Coordinate annotation records:
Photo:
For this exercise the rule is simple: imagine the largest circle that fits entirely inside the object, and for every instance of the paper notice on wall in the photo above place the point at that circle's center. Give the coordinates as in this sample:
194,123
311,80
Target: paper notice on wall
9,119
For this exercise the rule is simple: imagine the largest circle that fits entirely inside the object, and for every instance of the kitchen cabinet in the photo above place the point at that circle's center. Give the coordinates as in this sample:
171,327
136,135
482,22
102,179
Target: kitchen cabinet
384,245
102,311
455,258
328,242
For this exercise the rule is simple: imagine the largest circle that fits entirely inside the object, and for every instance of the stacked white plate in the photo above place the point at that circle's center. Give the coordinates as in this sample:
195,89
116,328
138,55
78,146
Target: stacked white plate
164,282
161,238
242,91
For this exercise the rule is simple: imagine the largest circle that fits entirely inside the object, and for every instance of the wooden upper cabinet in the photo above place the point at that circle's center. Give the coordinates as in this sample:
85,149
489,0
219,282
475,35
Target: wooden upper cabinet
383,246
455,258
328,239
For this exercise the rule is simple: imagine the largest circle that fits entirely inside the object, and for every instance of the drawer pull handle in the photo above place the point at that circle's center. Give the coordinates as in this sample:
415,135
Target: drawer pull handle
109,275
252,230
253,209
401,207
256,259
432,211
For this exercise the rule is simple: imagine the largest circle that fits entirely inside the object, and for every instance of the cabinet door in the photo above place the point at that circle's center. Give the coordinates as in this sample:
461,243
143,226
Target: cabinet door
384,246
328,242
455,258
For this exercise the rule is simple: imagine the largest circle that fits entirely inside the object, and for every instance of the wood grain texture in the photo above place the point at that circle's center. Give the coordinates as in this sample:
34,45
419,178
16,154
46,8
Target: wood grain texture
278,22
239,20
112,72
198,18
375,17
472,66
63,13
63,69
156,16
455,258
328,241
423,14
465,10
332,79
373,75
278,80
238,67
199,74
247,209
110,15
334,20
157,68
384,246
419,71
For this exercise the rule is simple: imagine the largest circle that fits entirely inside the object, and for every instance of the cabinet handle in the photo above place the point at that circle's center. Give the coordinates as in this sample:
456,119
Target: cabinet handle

◆ **Exercise description**: Your task is to retype all the records above with nothing left out.

◆ **Completed exercise**:
Photo:
For this exercise the rule is simple: imagine the largest circle that fits entirely inside the object, and for every instance of the paper notice on wall in the photo above place the point at that circle's center. Give the coordinates as in this sample:
194,123
311,80
Target: paper notice on wall
9,119
For this exercise the rule is simple: imagine the largest circle that fits entirely inside the object, and for every instance of the kitchen cabinet in the photo above place the point at that circle's center. Give the coordinates as in this sample:
171,327
136,135
482,22
102,179
Target: kitchen cabinet
384,245
102,311
455,258
328,242
For this exercise the rule is simple: imagine the largest circle that fits entirely inside the object, and for every instance of the stacked white plate in the photo above place the point at that circle's center. Give the coordinates as in this sample:
195,89
116,328
138,55
78,146
Target: stacked white plate
164,282
161,238
242,91
For this exercise the rule is simple: imagine the largest circle that fits entirely inside the object, and for every instance of the wooden upper cabinet in the photo above place the point at that circle's center. Give the coordinates as in this sample:
85,149
489,0
219,282
475,35
Target: wooden upper cabinet
383,246
455,258
328,239
For this exercise the rule is simple: imagine the largest circle that fits entirely inside the object, and for every instance of the drawer pull handle in the photo above place the point at that circle's center. Give the coordinates as in this sample:
415,135
Target: drawer pull handle
109,275
252,230
253,209
401,207
256,259
432,211
For this exercise the rule is simple: imagine the largest circle that fits entirely inside the object, and for every instance of the cabinet door in the photo above place the point at that circle's center. Give the coordinates as in this sample:
461,243
143,226
Target: cabinet door
384,246
328,242
455,258
For this exercise the rule is simple: imagine the largest circle that fits entirely inside the object, and for every instance of the wood grain texture in the photo above place the point at that circle's center. Give the coordinates as in this sample:
34,45
419,178
16,154
46,8
Target: wood grain texture
278,22
239,20
112,72
198,18
375,17
472,66
63,13
63,69
156,16
455,258
328,241
423,14
465,10
332,79
373,75
278,80
238,67
199,74
247,209
110,15
334,20
157,68
384,246
419,71
For this exercise the rule is simple: imagine the largest circle that fits entirely inside the object, and for every instance of the cabinet handle in the photo above place the point at that circle's center. Give the coordinates as in this sample:
456,119
Target: cabinet handle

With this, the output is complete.